**Source passage**
Medicare Covers Preventative Cancer Screening: Is it enough?


President Clinton recently announced that beginning in 1998 Medicare recipients would pay less for a wide variety of cancer screenings. Medicare will now cover annual mammograms, colon-rectal cancer screening tests, and Pap smears every three years for women over 65 or every year for women at high risk. Both mammograms and Pap smears will carry no deductible.

These tests are an essential step towards the prevention and treatment of cancer. Mammograms are extremely effective in detecting breast cancer in its earliest and most treatable stages, and Pap smears have dramatically decreased the incidence of cancer in women who have been screened. Screening for colon-rectal cancer is not done frequently enough and is an important test, as cancers of the colon and rectum account for 15% of cancer deaths. All of these tests can be critical in helping a person to survive cancer, and in the case of Pap smears to avoid cervical cancer all together.

One of the important changes to Medicare is the coverage of Pap smears every three years. Many women over 65 are not given Pap smears by their doctor or health care provider. We believe that a woman over 65 should have a Pap smear at least every three years. This is particularly important for women who have not received regular Pap smears in the past. Although the risk of cervical cancer decreases with age, cancer that is found in older women is usually more advanced and more deadly. For this reason we think that women who have not had regular Pap smears should be tested every year for the first three years and less frequently from then on. Women over 65 who have had regular Pap smears should be tested every three years. Women over 65 with a history of abnormalities should be tested every year.

**Dataset content**
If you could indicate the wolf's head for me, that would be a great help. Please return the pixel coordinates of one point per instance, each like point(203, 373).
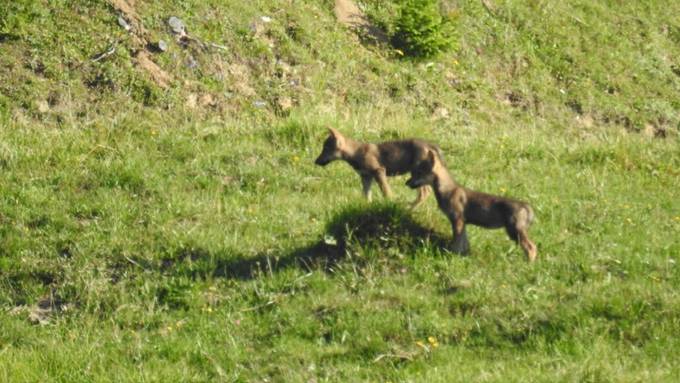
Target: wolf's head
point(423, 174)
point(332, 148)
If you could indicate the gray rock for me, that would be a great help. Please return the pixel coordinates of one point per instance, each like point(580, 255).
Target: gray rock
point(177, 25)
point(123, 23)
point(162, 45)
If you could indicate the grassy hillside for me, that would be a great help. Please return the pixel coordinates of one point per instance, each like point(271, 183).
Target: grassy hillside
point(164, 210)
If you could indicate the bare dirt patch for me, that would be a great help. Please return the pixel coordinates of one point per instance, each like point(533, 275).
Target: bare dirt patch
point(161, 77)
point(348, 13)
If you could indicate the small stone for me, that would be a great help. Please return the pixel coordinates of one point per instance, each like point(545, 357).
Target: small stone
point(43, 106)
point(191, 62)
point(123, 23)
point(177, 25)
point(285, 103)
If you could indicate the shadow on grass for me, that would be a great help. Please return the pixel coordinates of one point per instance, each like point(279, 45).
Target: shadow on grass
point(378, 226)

* * *

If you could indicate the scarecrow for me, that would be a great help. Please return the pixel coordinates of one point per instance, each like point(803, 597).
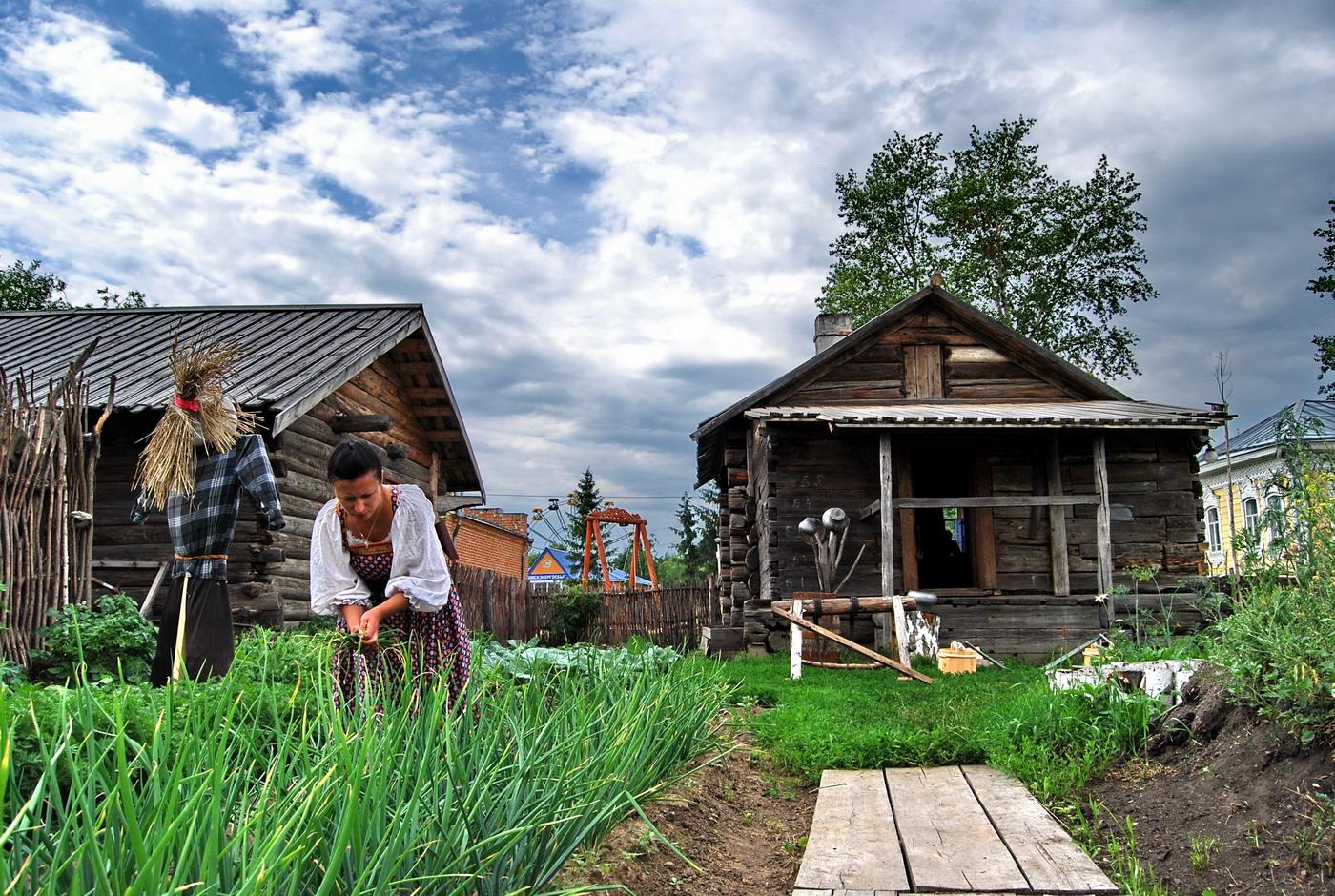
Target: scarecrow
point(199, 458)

**Tasks to perform**
a) In the Medicare screening article, what share of cancer deaths comes from cancers of the colon and rectum?
b) Say whether each statement agrees with the Medicare screening article, and quote the deciding words: (i) Mammograms will carry no deductible. (ii) The risk of cervical cancer rises with age. (iii) Women over 65 with a history of abnormalities should be tested every three years.

**Results of the exercise**
a) 15%

b)
(i) Yes: "Both mammograms and Pap smears will carry no deductible."
(ii) No: "Although the risk of cervical cancer decreases with age"
(iii) No: "Women over 65 with a history of abnormalities should be tested every year."